Directions for this task — Print the listing below without changing a character, everything from its first line down to the line containing "pixel 285 221", with that line included.
+++ Working data
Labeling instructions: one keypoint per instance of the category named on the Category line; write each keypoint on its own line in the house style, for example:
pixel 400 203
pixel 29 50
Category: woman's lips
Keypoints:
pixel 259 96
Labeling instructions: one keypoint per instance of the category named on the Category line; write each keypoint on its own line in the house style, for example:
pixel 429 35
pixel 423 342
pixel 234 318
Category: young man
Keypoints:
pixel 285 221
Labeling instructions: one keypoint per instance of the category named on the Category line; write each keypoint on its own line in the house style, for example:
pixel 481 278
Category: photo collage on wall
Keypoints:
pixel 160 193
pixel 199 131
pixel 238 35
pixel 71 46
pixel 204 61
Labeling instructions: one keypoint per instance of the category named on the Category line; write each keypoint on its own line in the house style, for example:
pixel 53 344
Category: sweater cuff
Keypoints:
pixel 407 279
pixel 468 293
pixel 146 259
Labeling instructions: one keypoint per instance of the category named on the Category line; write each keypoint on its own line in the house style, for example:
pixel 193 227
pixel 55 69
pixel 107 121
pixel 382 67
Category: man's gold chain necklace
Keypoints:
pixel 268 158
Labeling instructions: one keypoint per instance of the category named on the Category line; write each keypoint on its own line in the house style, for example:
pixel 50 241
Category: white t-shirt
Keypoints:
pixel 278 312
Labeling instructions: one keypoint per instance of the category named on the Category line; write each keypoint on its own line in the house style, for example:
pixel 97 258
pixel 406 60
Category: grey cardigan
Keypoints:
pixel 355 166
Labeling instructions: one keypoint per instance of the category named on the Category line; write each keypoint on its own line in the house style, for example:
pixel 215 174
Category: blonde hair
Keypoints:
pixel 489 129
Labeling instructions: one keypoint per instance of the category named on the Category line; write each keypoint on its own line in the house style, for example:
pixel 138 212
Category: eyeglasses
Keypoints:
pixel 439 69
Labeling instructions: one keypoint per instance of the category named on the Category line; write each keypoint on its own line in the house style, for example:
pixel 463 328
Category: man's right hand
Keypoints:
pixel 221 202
++++++
Written answer —
Labeling instructions: one keypoint per instance of the category named on the Category line; write each keypoint on its own line in the house style, for example:
pixel 400 203
pixel 29 50
Category: woman's lips
Keypoints:
pixel 259 96
Labeling instructions: one keypoint per instance of the category named on the Category line; write each keypoint on its own line in the house style, for example:
pixel 429 35
pixel 423 342
pixel 234 318
Category: young man
Keypoints:
pixel 285 221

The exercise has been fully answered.